Text shown:
Risk of Waterborne Disease Climbs in Syria

Risk of Waterborne Disease Climbs with Summer Temperatures in Syria As the Syrian rainfall dwindles to its lowest annual point in July and power outages halt piped water supplies to Aleppo, Syria may be facing an unprecedented rise in waterborne disease, according to a study done by the WHO and UNICEF.

The July power outages in Aleppo are symptomatic of a Syrian public infrastructure in steady decline. Since 2011, Syrian public water systems and health initiatives have been deteriorating through negligence and damage due to the combat efforts of the civil war.

With this drop in facilities has come a spike in waterborne disease, especially in children. In 2013, rates of hepatitis A increased by 219 percent in only five months. A similar increase in typhoid was also noted in the same time period.

2015 has shown little improvement. In the first half of this year alone, Syria registered 105,886 cases of acute diarrhea, many of them in young children. The WHO estimates that this figure will only increase as the arid summer months force more Syrians to turn to contaminated water sources in lieu of dwindling reservoirs.

Dataset entries

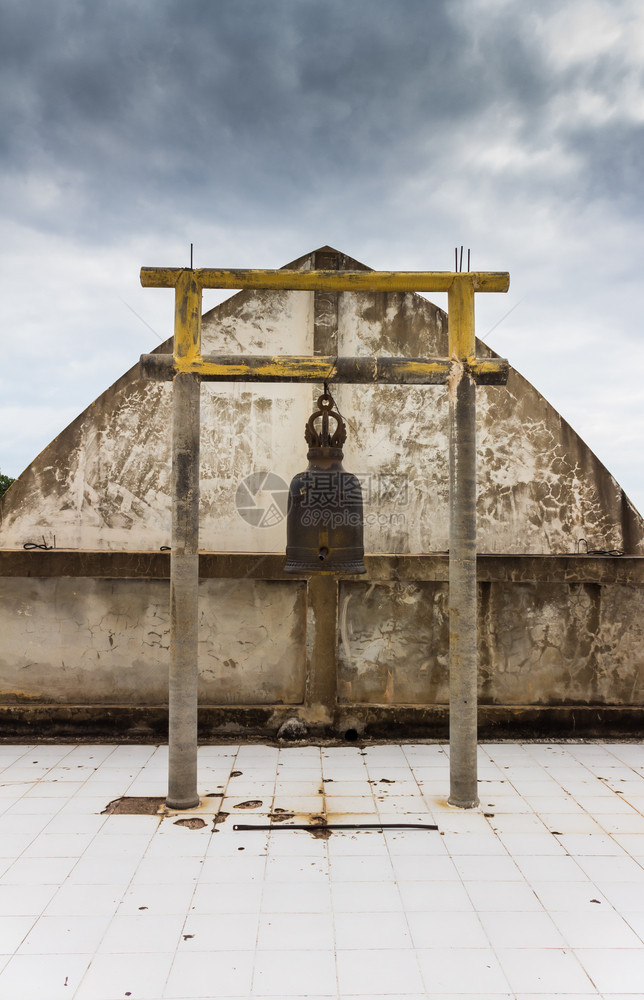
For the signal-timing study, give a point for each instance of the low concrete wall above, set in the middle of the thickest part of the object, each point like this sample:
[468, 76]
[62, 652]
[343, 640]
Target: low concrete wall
[84, 648]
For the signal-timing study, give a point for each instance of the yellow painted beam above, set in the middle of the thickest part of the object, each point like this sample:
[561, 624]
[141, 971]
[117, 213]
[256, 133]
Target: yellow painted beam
[337, 281]
[187, 320]
[460, 319]
[347, 370]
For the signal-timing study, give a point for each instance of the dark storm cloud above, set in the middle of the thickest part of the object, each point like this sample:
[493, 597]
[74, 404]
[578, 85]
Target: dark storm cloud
[119, 113]
[151, 106]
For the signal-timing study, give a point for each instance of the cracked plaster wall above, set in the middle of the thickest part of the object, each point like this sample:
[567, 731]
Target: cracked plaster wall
[106, 641]
[539, 644]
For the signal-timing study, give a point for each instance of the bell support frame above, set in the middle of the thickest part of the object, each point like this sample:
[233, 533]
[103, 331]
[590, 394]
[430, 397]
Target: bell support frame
[461, 371]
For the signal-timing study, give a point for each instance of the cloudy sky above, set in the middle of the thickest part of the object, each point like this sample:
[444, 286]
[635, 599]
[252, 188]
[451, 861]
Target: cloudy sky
[261, 129]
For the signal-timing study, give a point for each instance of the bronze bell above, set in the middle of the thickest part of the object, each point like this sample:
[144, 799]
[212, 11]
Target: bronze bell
[324, 522]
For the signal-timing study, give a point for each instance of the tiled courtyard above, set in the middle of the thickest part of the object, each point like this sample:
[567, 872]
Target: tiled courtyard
[539, 893]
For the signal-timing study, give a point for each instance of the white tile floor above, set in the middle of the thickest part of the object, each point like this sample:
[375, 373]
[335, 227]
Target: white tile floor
[537, 894]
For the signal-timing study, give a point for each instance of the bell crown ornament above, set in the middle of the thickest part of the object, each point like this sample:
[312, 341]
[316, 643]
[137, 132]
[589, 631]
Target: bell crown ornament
[324, 525]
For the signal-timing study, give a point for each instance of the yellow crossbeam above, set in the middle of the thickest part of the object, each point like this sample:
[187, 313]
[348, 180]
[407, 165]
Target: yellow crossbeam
[321, 281]
[348, 370]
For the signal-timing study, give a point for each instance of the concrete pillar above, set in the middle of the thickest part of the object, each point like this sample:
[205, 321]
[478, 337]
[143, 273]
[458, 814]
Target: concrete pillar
[184, 560]
[463, 660]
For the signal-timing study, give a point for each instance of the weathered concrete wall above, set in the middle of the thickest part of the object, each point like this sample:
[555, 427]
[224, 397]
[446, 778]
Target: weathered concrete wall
[540, 643]
[104, 482]
[559, 634]
[97, 642]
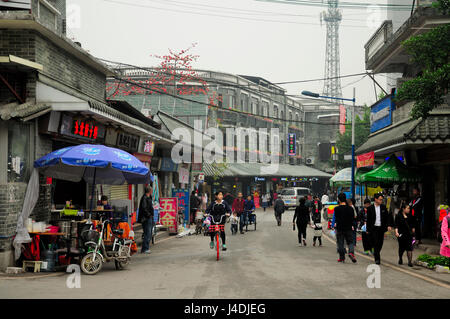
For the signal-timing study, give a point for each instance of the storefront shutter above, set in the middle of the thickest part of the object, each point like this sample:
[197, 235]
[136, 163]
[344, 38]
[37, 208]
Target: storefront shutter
[119, 191]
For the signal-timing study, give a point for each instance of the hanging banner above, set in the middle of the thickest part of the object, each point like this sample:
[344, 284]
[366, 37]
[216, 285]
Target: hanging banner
[168, 213]
[367, 159]
[183, 201]
[183, 174]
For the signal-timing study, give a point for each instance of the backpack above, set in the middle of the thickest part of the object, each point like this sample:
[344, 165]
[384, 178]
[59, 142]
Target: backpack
[440, 227]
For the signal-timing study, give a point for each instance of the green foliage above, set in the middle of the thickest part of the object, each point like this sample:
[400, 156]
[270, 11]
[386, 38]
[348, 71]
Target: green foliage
[344, 141]
[442, 5]
[433, 261]
[430, 51]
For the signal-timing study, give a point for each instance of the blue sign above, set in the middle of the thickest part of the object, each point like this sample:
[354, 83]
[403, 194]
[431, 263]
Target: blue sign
[167, 165]
[183, 201]
[381, 114]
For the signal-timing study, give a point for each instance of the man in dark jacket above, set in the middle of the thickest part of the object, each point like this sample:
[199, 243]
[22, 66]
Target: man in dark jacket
[344, 220]
[194, 203]
[417, 212]
[146, 219]
[279, 210]
[377, 224]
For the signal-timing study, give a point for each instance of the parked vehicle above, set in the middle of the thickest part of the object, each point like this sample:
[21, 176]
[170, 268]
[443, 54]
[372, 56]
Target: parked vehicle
[291, 196]
[97, 253]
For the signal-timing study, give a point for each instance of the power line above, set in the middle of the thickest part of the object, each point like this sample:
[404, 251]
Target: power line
[224, 16]
[232, 110]
[226, 84]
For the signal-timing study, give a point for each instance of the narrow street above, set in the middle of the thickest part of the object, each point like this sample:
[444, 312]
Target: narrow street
[266, 263]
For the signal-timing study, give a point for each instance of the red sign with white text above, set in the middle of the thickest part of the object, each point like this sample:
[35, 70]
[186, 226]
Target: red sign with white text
[367, 159]
[168, 213]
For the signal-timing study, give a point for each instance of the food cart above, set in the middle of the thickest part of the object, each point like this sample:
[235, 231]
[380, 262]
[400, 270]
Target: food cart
[59, 241]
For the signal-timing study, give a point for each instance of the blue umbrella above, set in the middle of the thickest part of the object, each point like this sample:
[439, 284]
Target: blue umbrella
[95, 164]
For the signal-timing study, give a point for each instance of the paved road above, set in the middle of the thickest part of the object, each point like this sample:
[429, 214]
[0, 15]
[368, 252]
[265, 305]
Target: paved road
[266, 263]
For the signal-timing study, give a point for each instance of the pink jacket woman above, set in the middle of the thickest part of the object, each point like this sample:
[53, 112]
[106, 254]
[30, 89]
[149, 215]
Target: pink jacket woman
[445, 231]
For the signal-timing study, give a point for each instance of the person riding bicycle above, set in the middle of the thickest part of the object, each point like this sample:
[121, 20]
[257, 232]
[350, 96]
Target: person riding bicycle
[249, 208]
[216, 210]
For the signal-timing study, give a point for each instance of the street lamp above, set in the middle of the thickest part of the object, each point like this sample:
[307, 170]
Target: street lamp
[316, 95]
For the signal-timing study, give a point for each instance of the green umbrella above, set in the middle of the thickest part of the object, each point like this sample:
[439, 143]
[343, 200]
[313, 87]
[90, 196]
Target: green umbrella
[393, 170]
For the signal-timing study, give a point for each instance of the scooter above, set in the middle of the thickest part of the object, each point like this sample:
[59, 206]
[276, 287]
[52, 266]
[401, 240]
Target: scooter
[97, 253]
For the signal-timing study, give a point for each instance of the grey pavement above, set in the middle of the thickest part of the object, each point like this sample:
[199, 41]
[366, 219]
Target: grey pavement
[266, 263]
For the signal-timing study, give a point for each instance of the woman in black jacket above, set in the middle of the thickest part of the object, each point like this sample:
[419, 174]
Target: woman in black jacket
[303, 219]
[404, 231]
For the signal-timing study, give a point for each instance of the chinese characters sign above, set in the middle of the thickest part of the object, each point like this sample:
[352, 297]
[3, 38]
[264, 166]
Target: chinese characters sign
[367, 159]
[85, 129]
[168, 213]
[291, 144]
[183, 201]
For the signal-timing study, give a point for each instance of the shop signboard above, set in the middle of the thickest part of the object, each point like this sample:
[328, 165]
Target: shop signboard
[367, 159]
[381, 114]
[167, 165]
[183, 174]
[149, 147]
[168, 213]
[82, 128]
[183, 201]
[292, 144]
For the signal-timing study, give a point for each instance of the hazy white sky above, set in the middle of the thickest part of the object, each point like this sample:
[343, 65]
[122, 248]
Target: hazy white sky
[289, 49]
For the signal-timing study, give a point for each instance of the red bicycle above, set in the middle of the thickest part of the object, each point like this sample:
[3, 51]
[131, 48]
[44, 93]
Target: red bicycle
[216, 228]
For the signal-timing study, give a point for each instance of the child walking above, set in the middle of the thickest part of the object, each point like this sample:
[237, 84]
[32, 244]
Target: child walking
[234, 219]
[317, 225]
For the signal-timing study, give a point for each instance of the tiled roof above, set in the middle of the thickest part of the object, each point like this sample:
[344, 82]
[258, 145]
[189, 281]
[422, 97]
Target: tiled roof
[16, 110]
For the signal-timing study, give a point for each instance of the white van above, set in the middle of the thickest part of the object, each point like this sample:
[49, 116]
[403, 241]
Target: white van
[291, 195]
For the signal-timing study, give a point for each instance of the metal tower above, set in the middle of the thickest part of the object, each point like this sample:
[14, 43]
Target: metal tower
[332, 17]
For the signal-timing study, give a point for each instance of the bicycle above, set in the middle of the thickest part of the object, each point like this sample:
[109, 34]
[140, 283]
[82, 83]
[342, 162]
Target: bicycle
[217, 228]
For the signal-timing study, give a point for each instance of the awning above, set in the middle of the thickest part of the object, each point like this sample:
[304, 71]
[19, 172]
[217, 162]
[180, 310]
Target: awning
[435, 129]
[393, 170]
[25, 111]
[257, 169]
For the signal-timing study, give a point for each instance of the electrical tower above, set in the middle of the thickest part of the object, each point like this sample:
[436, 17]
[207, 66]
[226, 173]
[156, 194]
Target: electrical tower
[332, 17]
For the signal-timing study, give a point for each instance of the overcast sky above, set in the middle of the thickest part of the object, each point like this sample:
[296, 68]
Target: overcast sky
[289, 49]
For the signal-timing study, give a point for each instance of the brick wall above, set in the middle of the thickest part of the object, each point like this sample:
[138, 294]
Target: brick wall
[57, 63]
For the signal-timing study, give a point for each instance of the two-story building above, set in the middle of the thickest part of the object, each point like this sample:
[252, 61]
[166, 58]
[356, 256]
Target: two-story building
[423, 143]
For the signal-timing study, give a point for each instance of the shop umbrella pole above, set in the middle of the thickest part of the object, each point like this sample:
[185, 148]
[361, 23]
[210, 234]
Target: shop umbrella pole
[92, 194]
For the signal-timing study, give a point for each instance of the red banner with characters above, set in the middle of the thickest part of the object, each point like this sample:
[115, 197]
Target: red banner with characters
[168, 213]
[367, 159]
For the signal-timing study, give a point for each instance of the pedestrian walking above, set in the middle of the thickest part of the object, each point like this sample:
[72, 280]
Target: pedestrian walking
[265, 201]
[249, 207]
[362, 219]
[351, 202]
[303, 218]
[194, 203]
[238, 207]
[234, 220]
[317, 225]
[417, 212]
[404, 231]
[344, 219]
[279, 210]
[146, 219]
[377, 225]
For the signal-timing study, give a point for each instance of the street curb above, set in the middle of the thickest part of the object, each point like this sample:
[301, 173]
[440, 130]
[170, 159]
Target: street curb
[440, 282]
[29, 276]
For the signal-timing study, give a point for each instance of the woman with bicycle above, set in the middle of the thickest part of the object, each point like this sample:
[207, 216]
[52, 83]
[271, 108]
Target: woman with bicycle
[218, 210]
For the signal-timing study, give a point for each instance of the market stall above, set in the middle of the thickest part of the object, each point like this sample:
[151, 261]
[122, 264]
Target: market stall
[388, 177]
[57, 243]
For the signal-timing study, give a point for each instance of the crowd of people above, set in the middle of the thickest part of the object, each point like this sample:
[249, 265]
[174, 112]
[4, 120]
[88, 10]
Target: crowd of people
[372, 221]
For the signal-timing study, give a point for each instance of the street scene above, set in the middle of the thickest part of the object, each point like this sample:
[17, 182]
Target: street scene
[242, 149]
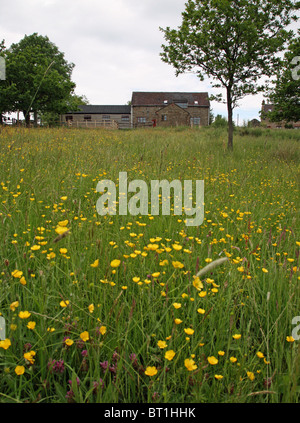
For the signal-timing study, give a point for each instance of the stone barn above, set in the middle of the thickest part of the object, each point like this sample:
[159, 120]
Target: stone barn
[169, 109]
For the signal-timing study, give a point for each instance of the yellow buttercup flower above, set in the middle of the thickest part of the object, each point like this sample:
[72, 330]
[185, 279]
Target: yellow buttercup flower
[24, 314]
[177, 264]
[85, 336]
[197, 283]
[102, 330]
[20, 370]
[115, 263]
[250, 375]
[169, 355]
[29, 356]
[95, 264]
[177, 247]
[212, 360]
[5, 344]
[189, 331]
[14, 305]
[17, 273]
[190, 364]
[162, 344]
[31, 325]
[151, 371]
[236, 336]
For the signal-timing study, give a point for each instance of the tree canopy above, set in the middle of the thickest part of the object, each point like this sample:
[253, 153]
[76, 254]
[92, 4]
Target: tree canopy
[286, 93]
[233, 42]
[38, 78]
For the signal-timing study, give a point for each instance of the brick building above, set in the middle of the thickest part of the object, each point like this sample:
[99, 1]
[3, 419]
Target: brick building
[169, 109]
[93, 116]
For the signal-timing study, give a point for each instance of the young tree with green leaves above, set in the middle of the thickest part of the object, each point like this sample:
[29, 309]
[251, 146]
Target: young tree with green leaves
[7, 89]
[286, 93]
[40, 75]
[233, 42]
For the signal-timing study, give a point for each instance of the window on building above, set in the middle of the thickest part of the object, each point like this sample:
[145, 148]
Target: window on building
[183, 105]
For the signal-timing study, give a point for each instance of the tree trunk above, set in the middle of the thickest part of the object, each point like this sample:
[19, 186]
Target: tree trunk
[27, 118]
[35, 118]
[230, 122]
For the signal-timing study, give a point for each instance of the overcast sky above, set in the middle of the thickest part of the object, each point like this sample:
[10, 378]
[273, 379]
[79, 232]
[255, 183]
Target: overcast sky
[114, 44]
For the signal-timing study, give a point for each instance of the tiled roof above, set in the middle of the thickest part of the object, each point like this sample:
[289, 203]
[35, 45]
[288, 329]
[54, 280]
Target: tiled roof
[109, 109]
[267, 108]
[140, 98]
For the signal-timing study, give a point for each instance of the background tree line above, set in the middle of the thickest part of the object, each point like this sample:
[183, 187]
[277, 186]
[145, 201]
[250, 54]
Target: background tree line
[38, 80]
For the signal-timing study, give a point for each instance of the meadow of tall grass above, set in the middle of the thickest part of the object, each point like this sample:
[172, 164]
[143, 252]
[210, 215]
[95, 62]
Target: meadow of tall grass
[108, 309]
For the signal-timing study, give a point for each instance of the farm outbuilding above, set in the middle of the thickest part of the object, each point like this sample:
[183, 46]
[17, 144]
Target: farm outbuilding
[169, 109]
[110, 116]
[146, 109]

Task instructions:
a) In the article on waterborne disease in Syria, condense the paragraph beginning "With this drop in facilities" into a short bulleted list that keeps its main facts.
b) According to the article on waterborne disease in Syria, why does the WHO expect the number of acute diarrhea cases to keep rising? Answer in one to three sentences.
c) Proceed with the article on waterborne disease in Syria, picking up after its final sentence.
The records play no part in this work.

Task responses:
a)
- Waterborne disease has spiked with the decline in facilities, especially among children.
- In 2013, hepatitis A rates rose 219 percent in five months.
- Typhoid showed a similar increase over the same period.

b) The WHO expects the figure to rise because the arid summer months will force more Syrians to turn to contaminated water sources. They will do so in place of reservoirs that are dwindling.

c)
“We are anticipating a number of public health risks from water-borne diseases, specifically hepatitis, typhoid, cholera and dysentery. Given the scale of population movement both inside Syria and across borders, together with deteriorating environmental health conditions, outbreaks are inevitable,” said Dr. Jaouad Mahjour, the WHO director of the Department for Communicable Diseases.

Before the Arab Spring, Syrian water consumption ranked high for the Middle East, with a per capita consumption of 300 cubic meters, yet this still fell disastrously short of the global water scarcity mark of 1,000 cubic meters per capita. This figure has only decreased as Syria’s civil war shifts into a “water war” in which rebel groups have seized control of some of Syria’s most important water (and water-generated power) sources.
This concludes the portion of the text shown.